### Passage cité
════════════════
« Lorsque le bousier bouge, lui avait dit Hosteen Nashibitti, sache que quelque chose le fait bouger. Et sache que son mouvement affecte le vol du moineau, que le corbeau oblige l’aigle à modifier son vol, que l’aile rigide de l’aigle infléchit la volonté du Peuple du Vent, et sache que tout cela nous affecte toi et moi, ainsi que la puce sur le chien de prairie et la feuille du peuplier. »
Tony Hillerman, Là où dansent les morts, Éditions Rivages, 1994 (20e édition), p. 82.
Motivations initiales
Quand vous avez déjà un faible pour la collection Rivages/Noir, que la couverture vous attire l’œil, que le résumé est énigmatique, à un moment ou à un autre, vous plongez. Et comme en plus vous avez noté au passage que le roman en question a reçu le prix Edgar Allan Poe du roman en 1974, vous vous dites que vous ne prenez pas un gros risque…
Synopsis
Joe Leaphorn est lieutenant de police, shérif adjoint du comté McKinley, dans l’État américain du Nouveau-Mexique. Il est également Navajo, un peuple amérindien proche des apaches. Le livre commence avec la disparition de deux garçons, un Zuñi (un autre peuple indien), et un Navajo. On a retrouvé la bicyclette du premier, et une mare de sang. Les deux étaient dans la même classe, et étaient amis. Le Navajo, lui, revient à l’école le lendemain matin, mais s’absente dans la matinée et disparait.
════════════════
### Travail à faire
#1 Répondez aux questions suivantes sur le passage cité.
(a) En quelle année le roman a-t-il reçu le prix Edgar Allan Poe ?
(b) De quel comté Joe Leaphorn est-il shérif adjoint ?
(c) Qu'a-t-on retrouvé après la disparition du garçon zuñi ?
#2 Recopiez le passage cité entre « Motivations initiales » et « matinée et disparait. », bornes incluses.
════════════════
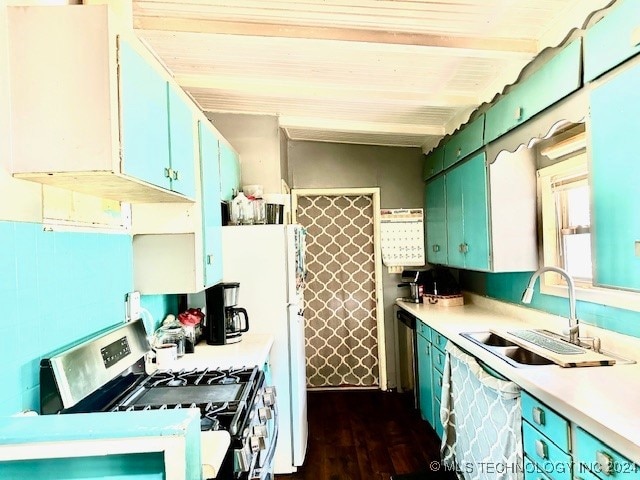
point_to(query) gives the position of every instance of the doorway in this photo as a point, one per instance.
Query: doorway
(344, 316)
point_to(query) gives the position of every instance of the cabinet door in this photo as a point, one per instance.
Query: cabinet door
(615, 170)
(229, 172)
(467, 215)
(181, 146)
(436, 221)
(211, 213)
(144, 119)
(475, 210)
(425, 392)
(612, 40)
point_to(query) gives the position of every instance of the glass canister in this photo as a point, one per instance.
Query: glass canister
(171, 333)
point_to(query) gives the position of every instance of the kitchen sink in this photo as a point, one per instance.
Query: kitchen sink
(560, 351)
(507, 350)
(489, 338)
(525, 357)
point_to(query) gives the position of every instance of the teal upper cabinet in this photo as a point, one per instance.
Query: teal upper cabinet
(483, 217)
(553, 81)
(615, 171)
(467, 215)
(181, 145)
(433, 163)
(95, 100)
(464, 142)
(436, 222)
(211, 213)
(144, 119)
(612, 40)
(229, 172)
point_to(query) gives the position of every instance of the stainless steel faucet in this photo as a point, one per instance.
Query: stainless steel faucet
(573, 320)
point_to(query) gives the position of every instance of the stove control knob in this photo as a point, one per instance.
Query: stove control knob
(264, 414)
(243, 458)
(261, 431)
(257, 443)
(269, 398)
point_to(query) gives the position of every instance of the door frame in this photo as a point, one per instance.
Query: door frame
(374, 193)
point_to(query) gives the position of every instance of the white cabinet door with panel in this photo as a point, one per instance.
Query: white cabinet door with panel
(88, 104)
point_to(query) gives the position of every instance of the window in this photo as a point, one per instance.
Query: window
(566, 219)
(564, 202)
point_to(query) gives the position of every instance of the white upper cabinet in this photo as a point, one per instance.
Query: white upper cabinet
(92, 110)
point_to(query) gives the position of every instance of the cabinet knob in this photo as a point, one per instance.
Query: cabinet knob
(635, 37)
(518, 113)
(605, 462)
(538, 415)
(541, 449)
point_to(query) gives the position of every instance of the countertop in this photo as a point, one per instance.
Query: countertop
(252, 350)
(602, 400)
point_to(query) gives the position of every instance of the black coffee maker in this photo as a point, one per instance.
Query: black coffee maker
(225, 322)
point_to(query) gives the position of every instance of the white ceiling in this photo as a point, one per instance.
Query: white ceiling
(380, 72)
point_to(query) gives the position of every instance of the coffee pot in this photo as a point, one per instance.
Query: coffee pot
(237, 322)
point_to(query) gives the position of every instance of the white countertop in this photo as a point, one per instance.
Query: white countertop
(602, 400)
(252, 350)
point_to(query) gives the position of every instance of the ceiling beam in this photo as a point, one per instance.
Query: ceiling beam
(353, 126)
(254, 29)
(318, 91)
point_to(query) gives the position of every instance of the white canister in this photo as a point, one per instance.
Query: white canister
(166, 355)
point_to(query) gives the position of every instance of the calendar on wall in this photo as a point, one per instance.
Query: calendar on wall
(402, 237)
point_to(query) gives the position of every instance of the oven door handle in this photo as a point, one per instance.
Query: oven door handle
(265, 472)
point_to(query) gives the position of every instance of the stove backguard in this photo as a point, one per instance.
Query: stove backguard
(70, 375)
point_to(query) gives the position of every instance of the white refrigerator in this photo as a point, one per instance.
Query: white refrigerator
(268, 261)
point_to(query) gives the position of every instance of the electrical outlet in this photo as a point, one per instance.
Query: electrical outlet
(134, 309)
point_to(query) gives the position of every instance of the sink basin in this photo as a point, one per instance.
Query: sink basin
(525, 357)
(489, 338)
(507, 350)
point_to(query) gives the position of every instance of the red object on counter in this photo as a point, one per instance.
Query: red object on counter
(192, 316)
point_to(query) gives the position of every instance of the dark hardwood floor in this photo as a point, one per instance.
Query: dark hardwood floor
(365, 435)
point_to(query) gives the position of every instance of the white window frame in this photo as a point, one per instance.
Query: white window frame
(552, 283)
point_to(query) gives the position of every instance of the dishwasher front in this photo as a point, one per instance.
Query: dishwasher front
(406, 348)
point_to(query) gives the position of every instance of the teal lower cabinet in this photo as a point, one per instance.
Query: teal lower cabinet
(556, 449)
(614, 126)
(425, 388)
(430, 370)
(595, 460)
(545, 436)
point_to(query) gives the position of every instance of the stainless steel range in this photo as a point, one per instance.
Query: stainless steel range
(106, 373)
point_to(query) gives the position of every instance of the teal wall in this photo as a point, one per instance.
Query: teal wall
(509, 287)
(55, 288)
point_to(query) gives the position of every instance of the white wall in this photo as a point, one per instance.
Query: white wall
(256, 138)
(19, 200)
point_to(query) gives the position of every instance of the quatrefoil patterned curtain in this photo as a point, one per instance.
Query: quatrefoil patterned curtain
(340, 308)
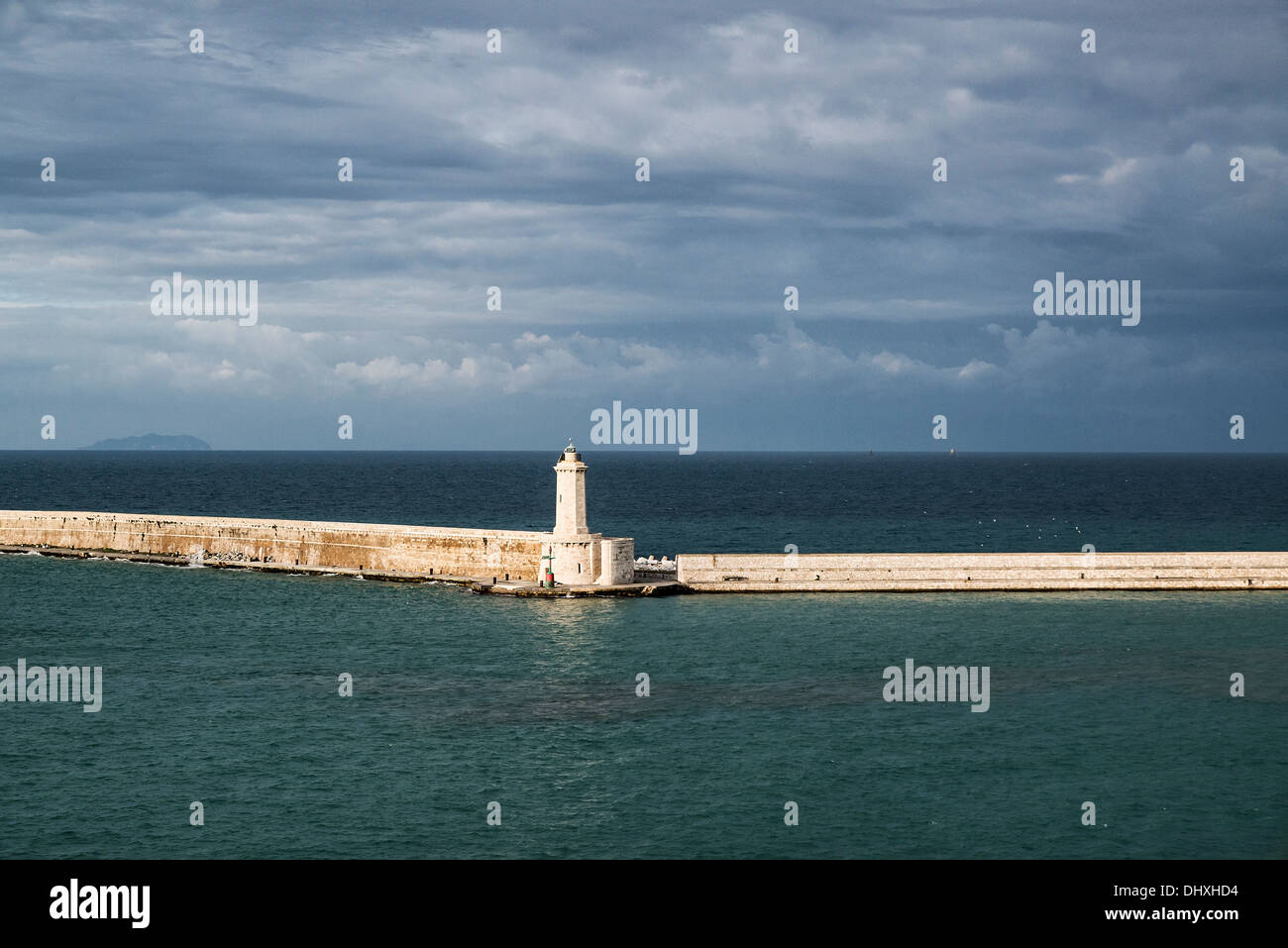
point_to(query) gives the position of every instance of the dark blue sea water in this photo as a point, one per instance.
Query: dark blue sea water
════════════════
### Réponses par exercice
#1
(a) En 1974.
(b) Du comté McKinley.
(c) Sa bicyclette et une mare de sang.

#2
Motivations initiales
Quand vous avez déjà un faible pour la collection Rivages/Noir, que la couverture vous attire l’œil, que le résumé est énigmatique, à un moment ou à un autre, vous plongez. Et comme en plus vous avez noté au passage que le roman en question a reçu le prix Edgar Allan Poe du roman en 1974, vous vous dites que vous ne prenez pas un gros risque…
Synopsis
Joe Leaphorn est lieutenant de police, shérif adjoint du comté McKinley, dans l’État américain du Nouveau-Mexique. Il est également Navajo, un peuple amérindien proche des apaches. Le livre commence avec la disparition de deux garçons, un Zuñi (un autre peuple indien), et un Navajo. On a retrouvé la bicyclette du premier, et une mare de sang. Les deux étaient dans la même classe, et étaient amis. Le Navajo, lui, revient à l’école le lendemain matin, mais s’absente dans la matinée et disparait.